• [DOCUMENT PASSAGE]:

--- Start ---

I was rereading the validation algorithm last night and came across
something that is either a good reason not to read these drafts at night, or a
potential problem for some deployments. Among the companies I have worked with
over the years it is fairly common practice to allocate a subdomain to some
external party who manages some service for you. For example if you have
transactional mails which you want to come from your domain but are actually
managed by some third party who does billing for you you might point the NS
record for billing.example.com to the third party so that they can manage the
MX for that domain, the website, etc...
In reading the verification algorithm, since it assumes an SSP record is
intended to cover not only the domain in the Originator address but also the
parent of that domain this seems like it would create an issue for companies in
this situation. Basically to enable these companies to create a STRICT record
for their top level domain, they now need to be able to make assurances about
something that is not directly in their control, specifically about a domain
that they created with the specific intent that it be managed by someone else.

--- End ---

• [AVAILABLE DATA]:
--- Start ---

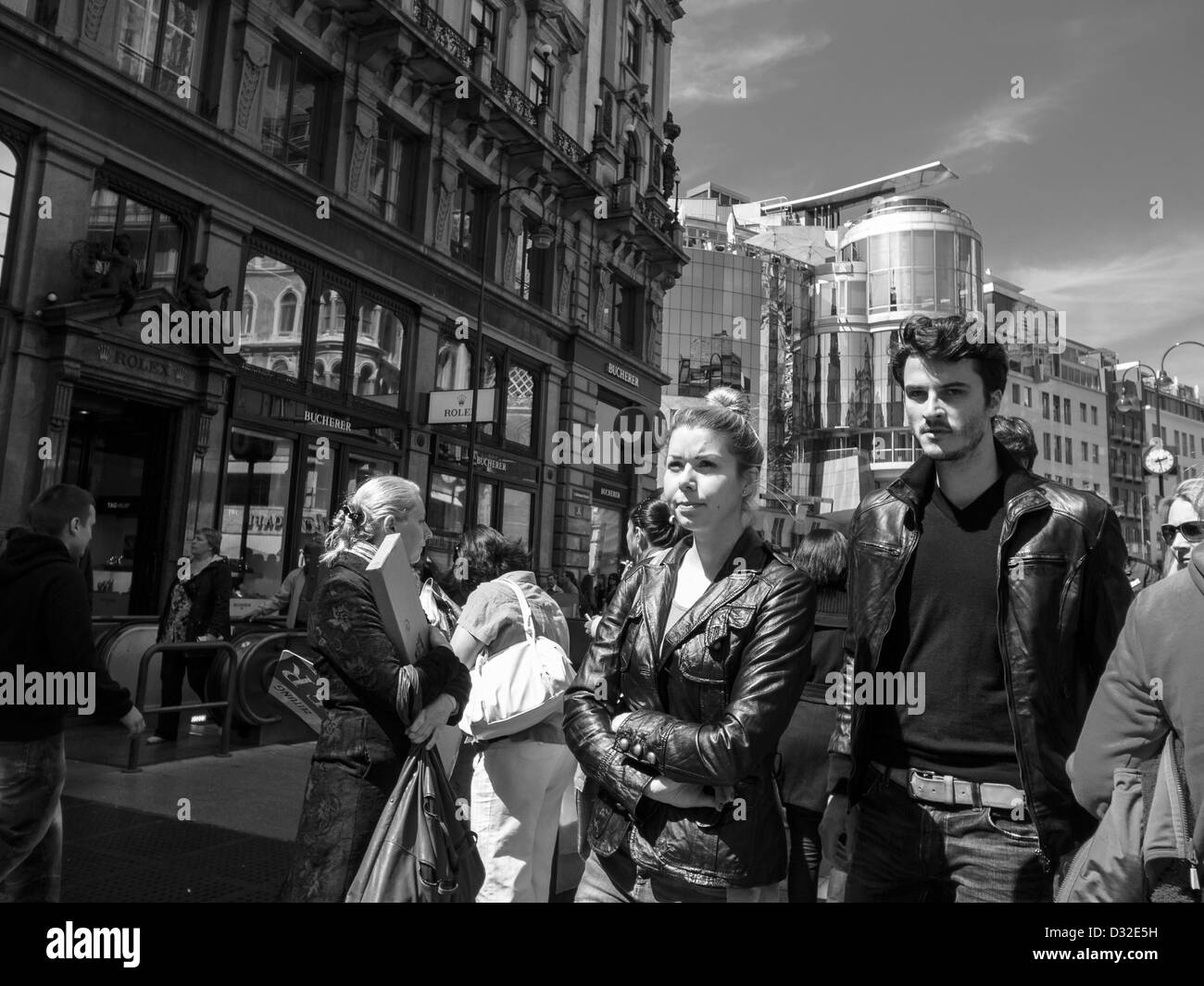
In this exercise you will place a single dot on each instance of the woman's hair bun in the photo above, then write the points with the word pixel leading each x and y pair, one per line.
pixel 731 399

--- End ---

• [EXERCISES]:
(1) In the message, why would the verification algorithm cause trouble for companies that hand a subdomain to an outside party?
(2) From the message, reproduce the passage from "In reading the" to "by someone else." word for word.
(3) List every term of two or more letters that the message writes entirely in capital letters.

• [SOLUTIONS]:
(1) The algorithm assumes that an SSP record covers both the domain in the Originator address and that domain's parent. A company that wants a STRICT record for its top-level domain would therefore have to make assurances about a subdomain it deliberately gave someone else to manage, which is not directly in its control.

(2)
In reading the verification algorithm, since it assumes an SSP record is
intended to cover not only the domain in the Originator address but also the
parent of that domain this seems like it would create an issue for companies in
this situation. Basically to enable these companies to create a STRICT record
for their top level domain, they now need to be able to make assurances about
something that is not directly in their control, specifically about a domain
that they created with the specific intent that it be managed by someone else.

(3)
NS
MX
SSP
STRICT